### EXERCISE GOAL:
Look through the data below for the line with "Spot the metal railing" and the line with "like (721, 195).", then output those two and all lines in between, exactly as written.

### RECORDED INFORMATION:
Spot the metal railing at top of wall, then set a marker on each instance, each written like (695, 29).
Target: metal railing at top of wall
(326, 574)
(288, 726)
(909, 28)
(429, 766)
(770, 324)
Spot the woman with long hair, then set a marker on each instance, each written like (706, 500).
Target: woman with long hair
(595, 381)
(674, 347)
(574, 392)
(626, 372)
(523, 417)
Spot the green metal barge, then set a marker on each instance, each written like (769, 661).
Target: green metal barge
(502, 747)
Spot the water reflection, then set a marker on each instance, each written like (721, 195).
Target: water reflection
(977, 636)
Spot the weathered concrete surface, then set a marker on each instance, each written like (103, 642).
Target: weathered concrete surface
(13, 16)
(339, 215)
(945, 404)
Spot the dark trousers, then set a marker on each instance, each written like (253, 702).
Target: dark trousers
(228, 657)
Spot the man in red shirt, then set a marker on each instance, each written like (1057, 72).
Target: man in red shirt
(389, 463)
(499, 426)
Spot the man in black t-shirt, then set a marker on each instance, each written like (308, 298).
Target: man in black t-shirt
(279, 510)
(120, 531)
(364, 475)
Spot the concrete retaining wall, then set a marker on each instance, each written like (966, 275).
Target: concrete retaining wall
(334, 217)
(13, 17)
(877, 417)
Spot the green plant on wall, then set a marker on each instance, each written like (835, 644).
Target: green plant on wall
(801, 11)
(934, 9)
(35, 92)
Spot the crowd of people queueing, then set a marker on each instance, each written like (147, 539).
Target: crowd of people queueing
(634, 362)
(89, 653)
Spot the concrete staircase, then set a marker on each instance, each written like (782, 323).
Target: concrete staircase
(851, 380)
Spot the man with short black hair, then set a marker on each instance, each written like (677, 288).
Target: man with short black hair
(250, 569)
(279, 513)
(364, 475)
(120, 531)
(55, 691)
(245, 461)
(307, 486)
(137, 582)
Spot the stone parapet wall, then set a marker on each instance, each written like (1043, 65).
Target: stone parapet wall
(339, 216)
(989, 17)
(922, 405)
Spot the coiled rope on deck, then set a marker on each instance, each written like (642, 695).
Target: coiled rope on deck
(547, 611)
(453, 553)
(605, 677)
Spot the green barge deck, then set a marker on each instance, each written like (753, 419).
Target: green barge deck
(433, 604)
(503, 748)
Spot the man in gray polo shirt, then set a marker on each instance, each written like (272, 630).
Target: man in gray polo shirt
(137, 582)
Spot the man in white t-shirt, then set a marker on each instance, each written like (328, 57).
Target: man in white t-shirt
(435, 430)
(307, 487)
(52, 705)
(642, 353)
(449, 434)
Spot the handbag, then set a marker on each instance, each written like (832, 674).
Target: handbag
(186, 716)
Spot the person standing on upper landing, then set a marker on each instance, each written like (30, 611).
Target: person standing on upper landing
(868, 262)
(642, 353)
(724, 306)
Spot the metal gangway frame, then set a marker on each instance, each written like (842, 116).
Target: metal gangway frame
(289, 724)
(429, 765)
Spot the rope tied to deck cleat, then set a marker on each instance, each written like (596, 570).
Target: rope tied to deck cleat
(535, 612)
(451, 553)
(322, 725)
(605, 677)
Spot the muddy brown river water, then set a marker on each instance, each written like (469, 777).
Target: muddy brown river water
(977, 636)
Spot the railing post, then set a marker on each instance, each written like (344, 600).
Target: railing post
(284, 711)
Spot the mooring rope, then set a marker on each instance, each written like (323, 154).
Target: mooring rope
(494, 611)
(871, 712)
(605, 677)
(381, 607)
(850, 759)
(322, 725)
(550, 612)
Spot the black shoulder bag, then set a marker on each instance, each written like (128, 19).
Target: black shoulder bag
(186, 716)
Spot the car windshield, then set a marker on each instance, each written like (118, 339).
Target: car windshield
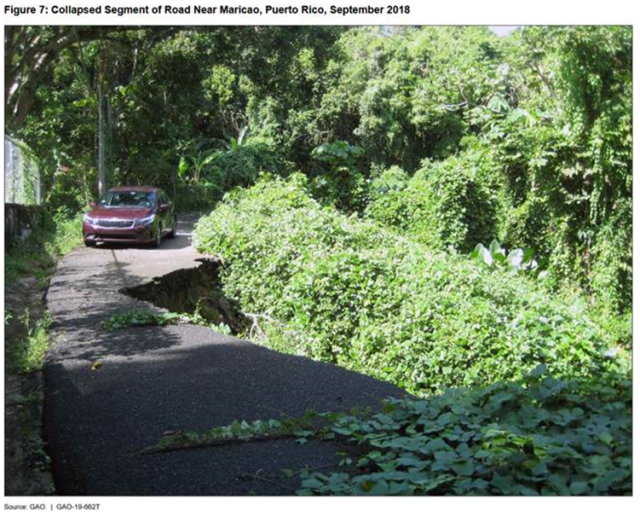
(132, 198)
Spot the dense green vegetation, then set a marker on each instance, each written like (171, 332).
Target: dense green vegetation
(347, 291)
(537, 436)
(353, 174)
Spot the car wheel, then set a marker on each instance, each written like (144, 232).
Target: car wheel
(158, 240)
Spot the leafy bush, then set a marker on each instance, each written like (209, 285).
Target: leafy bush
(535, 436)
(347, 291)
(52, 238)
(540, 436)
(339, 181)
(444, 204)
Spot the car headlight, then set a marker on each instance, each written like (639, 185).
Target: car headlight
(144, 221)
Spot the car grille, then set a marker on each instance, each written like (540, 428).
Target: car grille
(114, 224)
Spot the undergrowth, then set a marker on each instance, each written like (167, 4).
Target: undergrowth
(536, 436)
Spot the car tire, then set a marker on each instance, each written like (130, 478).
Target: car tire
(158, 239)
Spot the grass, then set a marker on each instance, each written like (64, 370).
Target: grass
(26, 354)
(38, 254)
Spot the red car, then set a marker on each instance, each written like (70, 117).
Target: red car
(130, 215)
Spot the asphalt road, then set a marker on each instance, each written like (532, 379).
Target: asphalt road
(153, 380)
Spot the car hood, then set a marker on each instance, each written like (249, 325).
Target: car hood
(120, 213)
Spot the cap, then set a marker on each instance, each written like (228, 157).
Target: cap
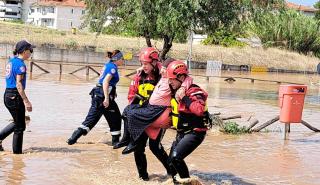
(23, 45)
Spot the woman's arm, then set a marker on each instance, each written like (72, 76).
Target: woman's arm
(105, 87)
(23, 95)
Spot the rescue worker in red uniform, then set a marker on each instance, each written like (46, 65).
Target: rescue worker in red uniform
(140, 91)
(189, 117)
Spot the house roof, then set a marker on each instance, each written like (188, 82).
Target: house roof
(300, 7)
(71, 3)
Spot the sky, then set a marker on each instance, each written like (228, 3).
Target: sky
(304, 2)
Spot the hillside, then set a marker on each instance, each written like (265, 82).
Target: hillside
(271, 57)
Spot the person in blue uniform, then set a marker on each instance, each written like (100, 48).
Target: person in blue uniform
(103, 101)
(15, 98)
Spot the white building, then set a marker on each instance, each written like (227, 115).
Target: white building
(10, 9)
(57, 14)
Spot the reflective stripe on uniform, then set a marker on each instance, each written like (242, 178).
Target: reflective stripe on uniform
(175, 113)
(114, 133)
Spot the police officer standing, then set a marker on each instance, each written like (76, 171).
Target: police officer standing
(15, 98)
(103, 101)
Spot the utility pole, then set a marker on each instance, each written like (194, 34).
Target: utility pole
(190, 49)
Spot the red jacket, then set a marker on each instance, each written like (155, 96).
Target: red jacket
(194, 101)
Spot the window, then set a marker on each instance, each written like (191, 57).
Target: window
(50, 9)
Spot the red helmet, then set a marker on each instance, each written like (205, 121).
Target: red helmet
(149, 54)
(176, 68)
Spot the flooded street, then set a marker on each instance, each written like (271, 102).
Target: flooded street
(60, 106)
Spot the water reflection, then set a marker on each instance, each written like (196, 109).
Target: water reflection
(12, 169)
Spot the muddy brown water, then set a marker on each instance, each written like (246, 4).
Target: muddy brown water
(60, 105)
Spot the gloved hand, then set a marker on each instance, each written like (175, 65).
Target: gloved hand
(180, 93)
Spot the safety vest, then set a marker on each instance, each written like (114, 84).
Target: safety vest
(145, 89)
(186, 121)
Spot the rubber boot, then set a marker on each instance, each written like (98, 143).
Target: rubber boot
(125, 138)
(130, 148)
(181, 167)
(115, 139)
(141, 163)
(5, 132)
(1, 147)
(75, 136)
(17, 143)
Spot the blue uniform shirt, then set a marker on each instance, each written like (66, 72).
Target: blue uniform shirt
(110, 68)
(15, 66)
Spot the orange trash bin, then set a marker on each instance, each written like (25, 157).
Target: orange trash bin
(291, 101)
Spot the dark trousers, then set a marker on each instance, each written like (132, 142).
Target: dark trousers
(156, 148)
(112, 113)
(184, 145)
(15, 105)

...

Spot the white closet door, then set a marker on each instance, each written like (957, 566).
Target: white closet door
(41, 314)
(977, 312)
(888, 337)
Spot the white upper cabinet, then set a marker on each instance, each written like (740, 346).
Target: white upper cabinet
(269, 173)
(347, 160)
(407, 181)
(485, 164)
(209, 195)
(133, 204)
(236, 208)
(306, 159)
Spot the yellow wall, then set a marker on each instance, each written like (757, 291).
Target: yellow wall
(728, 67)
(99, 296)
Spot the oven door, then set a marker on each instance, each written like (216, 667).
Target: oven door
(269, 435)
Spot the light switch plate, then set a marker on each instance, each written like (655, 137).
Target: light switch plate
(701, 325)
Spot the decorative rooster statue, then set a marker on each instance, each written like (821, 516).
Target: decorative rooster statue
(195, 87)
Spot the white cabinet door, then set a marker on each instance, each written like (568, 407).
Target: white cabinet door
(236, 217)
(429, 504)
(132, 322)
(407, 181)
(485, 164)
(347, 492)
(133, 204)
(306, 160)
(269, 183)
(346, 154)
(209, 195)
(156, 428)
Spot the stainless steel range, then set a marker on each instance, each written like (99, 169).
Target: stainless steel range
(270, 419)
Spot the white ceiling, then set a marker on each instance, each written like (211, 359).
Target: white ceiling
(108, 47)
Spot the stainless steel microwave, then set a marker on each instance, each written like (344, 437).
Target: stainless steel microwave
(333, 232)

### RESPONSE BOX:
Spot the metal railing at top of wall, then set a marker on each instance, each written like (695, 29).
Target: metal railing at top of wall
(326, 574)
(288, 726)
(909, 28)
(429, 766)
(770, 324)
Spot the woman with long hair, then set a marker on each instance, each written like (706, 500).
Target: woman with long hair
(595, 381)
(674, 347)
(574, 392)
(626, 372)
(523, 417)
Spot the green metal barge, then set a marker on each instance, each written like (769, 661).
Target: green metal barge
(502, 747)
Spot the water reflection, then set a marker on each instance, each written like (721, 195).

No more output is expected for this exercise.